[BEGIN Input records]

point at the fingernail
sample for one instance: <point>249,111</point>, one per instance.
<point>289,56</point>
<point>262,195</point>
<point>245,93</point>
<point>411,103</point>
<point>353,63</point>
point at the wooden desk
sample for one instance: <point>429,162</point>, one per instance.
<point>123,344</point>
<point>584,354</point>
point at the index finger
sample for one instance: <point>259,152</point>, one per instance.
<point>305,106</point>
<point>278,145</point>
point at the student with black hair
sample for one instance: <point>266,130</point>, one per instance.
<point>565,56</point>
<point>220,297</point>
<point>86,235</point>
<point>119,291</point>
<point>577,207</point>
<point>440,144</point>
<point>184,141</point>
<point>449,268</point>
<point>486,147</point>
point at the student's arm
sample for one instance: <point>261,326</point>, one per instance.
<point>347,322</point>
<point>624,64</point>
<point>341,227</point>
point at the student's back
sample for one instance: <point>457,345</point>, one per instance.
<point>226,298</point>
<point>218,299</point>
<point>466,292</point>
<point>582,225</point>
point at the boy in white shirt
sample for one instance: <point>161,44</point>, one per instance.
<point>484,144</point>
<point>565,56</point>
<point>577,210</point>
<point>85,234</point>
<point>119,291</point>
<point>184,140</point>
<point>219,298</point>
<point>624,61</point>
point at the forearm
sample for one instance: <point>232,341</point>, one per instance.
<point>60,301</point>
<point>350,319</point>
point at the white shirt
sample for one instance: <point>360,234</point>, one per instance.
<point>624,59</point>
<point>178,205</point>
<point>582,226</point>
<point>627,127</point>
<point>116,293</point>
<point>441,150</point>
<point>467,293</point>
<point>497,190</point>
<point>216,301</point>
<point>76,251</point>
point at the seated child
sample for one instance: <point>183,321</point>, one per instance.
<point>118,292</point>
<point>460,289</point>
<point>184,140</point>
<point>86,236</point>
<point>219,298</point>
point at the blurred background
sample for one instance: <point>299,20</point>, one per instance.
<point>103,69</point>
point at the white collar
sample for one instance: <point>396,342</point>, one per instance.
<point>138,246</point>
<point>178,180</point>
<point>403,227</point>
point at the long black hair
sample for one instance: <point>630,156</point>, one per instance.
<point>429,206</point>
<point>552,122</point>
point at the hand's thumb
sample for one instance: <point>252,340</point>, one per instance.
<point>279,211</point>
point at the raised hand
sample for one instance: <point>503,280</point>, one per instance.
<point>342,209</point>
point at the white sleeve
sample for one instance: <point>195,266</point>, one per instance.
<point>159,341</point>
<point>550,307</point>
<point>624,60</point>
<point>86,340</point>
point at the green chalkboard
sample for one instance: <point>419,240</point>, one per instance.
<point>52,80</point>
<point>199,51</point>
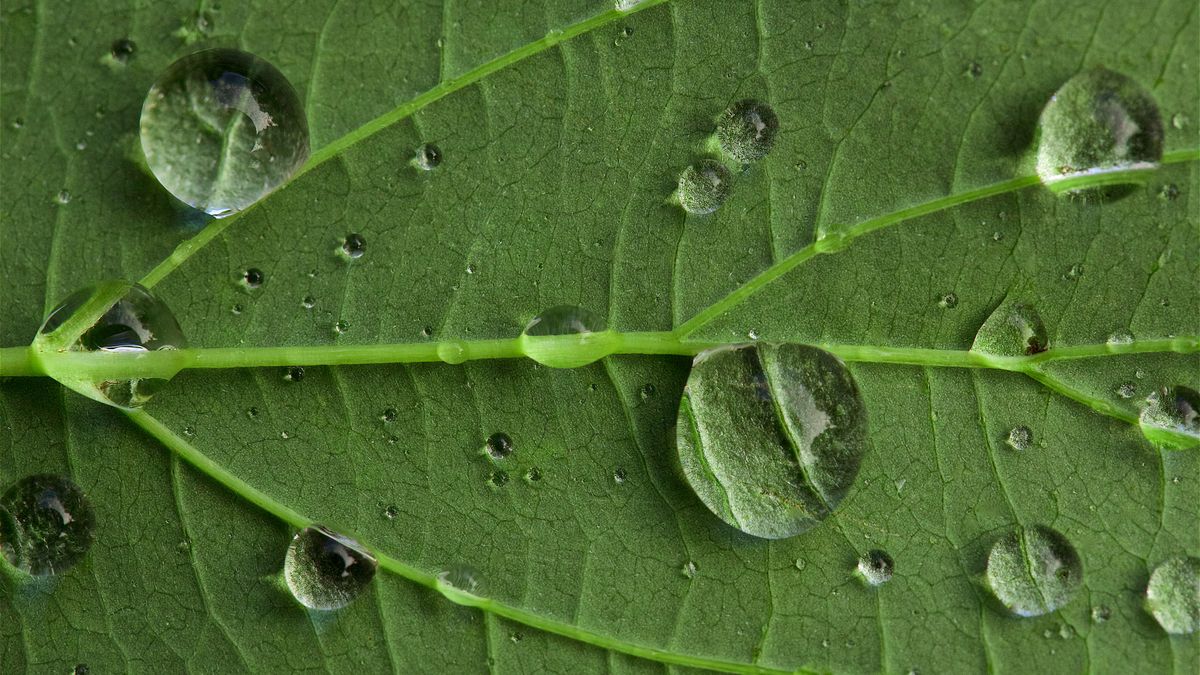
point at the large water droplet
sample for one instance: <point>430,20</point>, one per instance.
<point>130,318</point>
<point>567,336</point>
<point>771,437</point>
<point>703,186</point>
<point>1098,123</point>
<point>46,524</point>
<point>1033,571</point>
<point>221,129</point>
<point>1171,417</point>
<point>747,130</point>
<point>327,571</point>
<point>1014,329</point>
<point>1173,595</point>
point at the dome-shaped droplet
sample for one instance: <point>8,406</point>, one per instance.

[END Input records]
[BEGIN Input records]

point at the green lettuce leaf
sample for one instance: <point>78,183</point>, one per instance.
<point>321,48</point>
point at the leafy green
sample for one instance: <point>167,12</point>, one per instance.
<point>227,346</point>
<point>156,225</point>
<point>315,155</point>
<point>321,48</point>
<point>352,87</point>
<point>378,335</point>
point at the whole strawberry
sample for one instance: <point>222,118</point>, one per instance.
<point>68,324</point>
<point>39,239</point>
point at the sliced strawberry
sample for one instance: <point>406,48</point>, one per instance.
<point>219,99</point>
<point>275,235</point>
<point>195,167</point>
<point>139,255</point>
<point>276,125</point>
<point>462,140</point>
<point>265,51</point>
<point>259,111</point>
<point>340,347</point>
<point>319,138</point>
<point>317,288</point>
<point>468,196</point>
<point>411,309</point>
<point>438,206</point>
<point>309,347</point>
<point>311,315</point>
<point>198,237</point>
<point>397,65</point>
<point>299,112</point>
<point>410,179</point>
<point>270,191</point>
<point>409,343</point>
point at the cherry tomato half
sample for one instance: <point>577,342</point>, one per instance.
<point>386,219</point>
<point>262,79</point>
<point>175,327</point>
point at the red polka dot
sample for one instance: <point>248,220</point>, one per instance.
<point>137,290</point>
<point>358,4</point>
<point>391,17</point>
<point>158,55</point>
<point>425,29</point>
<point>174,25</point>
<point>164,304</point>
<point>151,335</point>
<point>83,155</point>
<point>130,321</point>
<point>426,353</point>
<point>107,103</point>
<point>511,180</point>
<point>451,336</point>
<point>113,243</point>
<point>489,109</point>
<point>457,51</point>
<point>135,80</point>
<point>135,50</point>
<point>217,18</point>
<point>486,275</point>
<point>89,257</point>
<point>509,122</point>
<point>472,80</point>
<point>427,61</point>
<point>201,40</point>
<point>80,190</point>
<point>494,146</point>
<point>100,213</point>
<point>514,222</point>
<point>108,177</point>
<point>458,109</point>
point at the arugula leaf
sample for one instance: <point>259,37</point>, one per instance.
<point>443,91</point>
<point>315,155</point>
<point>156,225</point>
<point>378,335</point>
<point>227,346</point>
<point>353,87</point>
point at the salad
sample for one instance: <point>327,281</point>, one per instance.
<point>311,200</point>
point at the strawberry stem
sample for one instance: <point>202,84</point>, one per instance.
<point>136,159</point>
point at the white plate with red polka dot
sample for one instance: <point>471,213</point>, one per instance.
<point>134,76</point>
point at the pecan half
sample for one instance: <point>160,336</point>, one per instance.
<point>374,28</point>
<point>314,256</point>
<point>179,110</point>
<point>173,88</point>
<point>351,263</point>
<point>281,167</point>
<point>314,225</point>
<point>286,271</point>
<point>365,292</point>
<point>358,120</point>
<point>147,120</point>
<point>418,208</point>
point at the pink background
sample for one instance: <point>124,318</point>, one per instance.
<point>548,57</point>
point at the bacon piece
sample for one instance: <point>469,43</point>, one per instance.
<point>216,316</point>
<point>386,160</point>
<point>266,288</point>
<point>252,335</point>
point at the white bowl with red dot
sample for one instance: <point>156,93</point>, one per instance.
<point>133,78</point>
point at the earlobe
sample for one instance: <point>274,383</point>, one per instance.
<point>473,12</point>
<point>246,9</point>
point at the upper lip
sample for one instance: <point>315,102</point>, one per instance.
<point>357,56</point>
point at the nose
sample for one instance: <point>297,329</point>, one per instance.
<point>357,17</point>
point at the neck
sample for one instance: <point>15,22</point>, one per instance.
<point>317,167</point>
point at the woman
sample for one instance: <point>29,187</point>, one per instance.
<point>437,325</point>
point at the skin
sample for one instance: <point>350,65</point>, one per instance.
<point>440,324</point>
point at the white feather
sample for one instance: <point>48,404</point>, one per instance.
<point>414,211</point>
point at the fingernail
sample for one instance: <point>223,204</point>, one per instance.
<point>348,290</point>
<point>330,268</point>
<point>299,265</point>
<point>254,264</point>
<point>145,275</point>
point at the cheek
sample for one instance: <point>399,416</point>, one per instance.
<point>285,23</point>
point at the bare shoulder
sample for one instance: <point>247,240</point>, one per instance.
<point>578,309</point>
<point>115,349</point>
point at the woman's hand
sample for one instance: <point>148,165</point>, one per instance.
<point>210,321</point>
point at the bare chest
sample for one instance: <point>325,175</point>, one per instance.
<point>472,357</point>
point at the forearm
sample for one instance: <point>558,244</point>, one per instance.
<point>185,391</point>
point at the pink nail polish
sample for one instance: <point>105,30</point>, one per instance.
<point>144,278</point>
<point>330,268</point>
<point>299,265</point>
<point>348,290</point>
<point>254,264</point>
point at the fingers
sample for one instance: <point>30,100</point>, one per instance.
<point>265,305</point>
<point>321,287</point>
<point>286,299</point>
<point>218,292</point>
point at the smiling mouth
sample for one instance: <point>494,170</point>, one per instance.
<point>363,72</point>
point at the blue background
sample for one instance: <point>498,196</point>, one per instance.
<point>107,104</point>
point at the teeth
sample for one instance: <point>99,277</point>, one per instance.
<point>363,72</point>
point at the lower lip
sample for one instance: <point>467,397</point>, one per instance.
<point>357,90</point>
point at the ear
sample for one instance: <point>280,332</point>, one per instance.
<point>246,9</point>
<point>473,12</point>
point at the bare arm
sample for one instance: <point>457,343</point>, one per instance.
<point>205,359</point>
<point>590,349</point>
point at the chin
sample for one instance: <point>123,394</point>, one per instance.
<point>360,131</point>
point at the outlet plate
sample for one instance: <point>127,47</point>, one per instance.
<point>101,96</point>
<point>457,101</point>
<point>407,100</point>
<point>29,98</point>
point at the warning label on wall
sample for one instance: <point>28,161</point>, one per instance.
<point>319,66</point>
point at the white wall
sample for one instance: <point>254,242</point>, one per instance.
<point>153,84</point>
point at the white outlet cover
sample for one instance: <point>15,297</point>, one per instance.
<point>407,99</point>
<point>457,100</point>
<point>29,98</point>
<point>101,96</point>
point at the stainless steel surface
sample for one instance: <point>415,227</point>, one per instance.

[END Input records]

### The problem
Render as a two-column CSV, with the headers instruction and answer, the entries from the line containing "point at the white collar" through the line containing "<point>552,122</point>", both lines included. Give one row per entry, and put each text and each answer in a single quoted field with its line breaks replaced by spaces.

### Reply to the exercise
instruction,answer
"point at the white collar sample for one instance: <point>396,342</point>, one per instance.","<point>138,246</point> <point>178,180</point> <point>403,227</point>"
"point at the long black hair sample for one instance: <point>630,156</point>, one per instance.","<point>429,206</point> <point>552,122</point>"